Given task: Reproduce every line of the records, requests included, and offset each pixel coordinate in the answers by adding 62 to both numbers.
- - - - -
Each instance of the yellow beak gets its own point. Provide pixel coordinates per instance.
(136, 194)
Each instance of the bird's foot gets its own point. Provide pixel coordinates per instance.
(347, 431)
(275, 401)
- - - - -
Answer below:
Each instance of the yellow beak gets its own point. Provide pixel coordinates per instance.
(198, 256)
Each instance of the bird's foot gets its own point. Provide pixel coordinates per instance.
(409, 493)
(337, 463)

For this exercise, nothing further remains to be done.